### YOUR GOAL
Update the data below by replacing each "even-odd rule" with "nonzero winding rule", keeping every other character of the lines as it is.

### DATA FOR THIS TASK
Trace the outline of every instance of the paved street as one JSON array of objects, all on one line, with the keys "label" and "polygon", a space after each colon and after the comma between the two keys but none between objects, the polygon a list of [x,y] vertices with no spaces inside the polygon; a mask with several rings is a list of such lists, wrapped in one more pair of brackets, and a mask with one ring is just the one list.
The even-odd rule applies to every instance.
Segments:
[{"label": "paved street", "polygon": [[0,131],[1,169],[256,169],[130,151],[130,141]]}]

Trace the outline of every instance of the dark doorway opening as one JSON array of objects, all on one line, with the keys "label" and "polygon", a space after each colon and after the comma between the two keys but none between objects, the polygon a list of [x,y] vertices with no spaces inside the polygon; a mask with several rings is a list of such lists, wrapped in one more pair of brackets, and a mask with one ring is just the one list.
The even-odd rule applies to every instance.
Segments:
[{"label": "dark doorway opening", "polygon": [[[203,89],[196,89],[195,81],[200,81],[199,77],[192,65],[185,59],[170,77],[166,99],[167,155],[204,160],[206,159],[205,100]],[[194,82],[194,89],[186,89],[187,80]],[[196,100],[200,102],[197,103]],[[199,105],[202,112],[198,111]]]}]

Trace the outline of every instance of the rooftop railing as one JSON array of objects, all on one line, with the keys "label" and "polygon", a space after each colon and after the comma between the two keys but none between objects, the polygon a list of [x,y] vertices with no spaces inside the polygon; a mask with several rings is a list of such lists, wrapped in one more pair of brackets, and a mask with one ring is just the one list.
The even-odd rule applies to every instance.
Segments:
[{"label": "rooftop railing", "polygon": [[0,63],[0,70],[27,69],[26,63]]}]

### WORKED SOLUTION
Trace the outline of every instance of the paved street as one JSON array of objects, all on one line, with the keys "label" and "polygon", a space after each colon and after the comma between the two keys but none between objects, the polygon a list of [x,y] vertices with no spaces inside the polygon; a mask with several rings is a list of such lists, wrapped in one more pair of brackets, and a mask with one ring is just the one list.
The nonzero winding rule applies to every instance.
Segments:
[{"label": "paved street", "polygon": [[0,131],[1,169],[256,169],[130,151],[130,141]]}]

Trace the outline of every instance of the dark doorway opening as one JSON array of objects, all on one line, with the keys "label" and "polygon", a space after each colon and after the comma between the two keys but none between objects, the polygon a list of [x,y] vertices with no spaces inside the polygon; a mask with several rings is a list of such lists, wrapped in one more pair of brackets, and a mask with one ring is just the one list.
The nonzero winding rule applies to every instance.
Segments:
[{"label": "dark doorway opening", "polygon": [[[203,89],[196,89],[195,81],[200,81],[199,77],[192,65],[185,59],[170,77],[166,99],[167,155],[204,160],[206,159],[205,100]],[[194,82],[194,89],[186,89],[187,80]],[[196,100],[200,102],[197,103]],[[199,105],[202,112],[198,111]]]}]

Trace the outline of every instance of the rooftop railing as one JSON array of objects, all on one line, with the keys "label" and "polygon", a space after each colon and after the comma between the two keys but none between objects, the polygon a list of [x,y] vertices with no spaces inside the polygon; a mask with several rings is a list of such lists, wrapped in one more pair of brackets, and a mask with one ring is just the one list.
The nonzero winding rule applies to every instance.
Segments:
[{"label": "rooftop railing", "polygon": [[0,63],[0,70],[27,69],[26,63]]}]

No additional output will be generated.